Challenge |
Return, word for word, the stretch of the data below from the line containing "Pest-scouting request: point out the downspout" through the end of the data, and nothing else.

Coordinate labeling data
********

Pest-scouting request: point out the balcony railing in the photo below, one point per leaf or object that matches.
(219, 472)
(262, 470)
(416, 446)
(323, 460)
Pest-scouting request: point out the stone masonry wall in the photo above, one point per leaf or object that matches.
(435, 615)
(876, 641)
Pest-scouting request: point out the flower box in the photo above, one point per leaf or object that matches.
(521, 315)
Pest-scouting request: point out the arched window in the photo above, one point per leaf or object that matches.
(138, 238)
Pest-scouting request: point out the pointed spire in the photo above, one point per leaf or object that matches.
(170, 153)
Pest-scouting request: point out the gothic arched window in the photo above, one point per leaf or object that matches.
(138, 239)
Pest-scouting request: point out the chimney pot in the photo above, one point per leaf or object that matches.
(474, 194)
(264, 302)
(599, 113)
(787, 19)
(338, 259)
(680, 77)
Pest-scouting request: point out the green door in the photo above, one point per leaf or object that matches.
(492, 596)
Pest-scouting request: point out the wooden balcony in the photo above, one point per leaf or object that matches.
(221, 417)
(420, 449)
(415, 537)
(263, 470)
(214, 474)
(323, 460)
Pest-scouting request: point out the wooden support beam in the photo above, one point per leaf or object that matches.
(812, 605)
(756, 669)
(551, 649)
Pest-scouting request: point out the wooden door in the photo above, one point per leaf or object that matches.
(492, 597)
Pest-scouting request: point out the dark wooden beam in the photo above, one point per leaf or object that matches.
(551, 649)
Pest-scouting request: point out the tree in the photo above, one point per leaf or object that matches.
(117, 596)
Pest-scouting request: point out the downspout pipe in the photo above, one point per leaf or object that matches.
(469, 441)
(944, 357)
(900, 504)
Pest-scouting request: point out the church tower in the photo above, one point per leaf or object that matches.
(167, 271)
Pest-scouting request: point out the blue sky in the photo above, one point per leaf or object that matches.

********

Task answer |
Pest-scouting request: point out the downspout pipe in the photo above, one point per leaf or object that matches.
(469, 441)
(944, 357)
(900, 504)
Pest-scouting request: point out the church tower in the photo above, one point per leaf or object that matches.
(167, 271)
Pest-scouting request: point out the blue sky in the photo above, one point per leaf or object that matches.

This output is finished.